__What needs to be done__.
Pull out every line below that contains the word "white", and copy each one unchanged.

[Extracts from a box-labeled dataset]
━━━━━━

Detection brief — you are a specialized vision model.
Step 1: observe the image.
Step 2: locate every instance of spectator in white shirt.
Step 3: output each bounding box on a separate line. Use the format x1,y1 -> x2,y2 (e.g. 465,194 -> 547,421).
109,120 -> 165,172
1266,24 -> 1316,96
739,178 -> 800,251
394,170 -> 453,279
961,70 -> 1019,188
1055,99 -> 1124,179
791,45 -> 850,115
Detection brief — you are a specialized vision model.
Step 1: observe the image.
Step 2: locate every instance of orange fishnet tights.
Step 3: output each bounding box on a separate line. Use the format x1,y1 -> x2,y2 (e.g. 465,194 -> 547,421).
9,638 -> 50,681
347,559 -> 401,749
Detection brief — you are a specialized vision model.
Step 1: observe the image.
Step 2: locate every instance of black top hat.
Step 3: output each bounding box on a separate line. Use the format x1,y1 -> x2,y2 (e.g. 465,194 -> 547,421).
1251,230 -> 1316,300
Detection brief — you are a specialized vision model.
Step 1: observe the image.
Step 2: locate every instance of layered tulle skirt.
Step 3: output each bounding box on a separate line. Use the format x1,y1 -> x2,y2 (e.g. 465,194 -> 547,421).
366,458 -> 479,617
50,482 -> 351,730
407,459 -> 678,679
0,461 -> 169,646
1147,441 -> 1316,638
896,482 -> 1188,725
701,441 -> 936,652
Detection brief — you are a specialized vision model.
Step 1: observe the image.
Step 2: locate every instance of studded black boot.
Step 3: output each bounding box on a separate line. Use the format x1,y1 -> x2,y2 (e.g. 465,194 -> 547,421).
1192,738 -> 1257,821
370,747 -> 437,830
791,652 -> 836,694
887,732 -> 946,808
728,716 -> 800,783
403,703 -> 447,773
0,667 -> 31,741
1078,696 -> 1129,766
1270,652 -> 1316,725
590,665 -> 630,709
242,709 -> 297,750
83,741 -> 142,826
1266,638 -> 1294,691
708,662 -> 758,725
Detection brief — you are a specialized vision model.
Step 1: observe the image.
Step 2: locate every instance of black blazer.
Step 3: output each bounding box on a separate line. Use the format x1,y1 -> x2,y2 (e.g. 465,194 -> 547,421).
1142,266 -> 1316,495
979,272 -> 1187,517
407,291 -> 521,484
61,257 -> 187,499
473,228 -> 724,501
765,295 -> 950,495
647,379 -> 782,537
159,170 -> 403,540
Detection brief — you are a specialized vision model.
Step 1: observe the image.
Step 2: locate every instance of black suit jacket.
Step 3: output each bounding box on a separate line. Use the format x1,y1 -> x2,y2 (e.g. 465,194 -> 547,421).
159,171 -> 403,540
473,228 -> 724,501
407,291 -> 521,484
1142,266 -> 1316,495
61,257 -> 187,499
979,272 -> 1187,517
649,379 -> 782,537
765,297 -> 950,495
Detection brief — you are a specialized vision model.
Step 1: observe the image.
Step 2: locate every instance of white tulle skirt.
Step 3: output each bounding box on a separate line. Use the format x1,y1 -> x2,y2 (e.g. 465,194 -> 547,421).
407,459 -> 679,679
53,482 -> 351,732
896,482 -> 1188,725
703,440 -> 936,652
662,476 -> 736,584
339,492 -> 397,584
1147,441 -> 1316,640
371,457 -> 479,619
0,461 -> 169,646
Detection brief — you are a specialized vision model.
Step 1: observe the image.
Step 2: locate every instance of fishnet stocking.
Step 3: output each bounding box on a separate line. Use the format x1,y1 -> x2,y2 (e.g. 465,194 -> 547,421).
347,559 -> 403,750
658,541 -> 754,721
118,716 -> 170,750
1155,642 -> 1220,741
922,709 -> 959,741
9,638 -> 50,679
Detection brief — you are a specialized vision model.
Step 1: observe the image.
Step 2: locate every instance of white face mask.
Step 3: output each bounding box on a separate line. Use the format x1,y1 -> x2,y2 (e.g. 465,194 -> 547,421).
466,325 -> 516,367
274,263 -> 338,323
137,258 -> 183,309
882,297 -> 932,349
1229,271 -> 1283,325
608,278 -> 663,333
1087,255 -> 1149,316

━━━━━━

__The completed task__.
Step 2: locate every instance of spectator in white shirt.
Step 2: locate every instance of white tulle skirt.
Step 2: locate every instance of white face mask.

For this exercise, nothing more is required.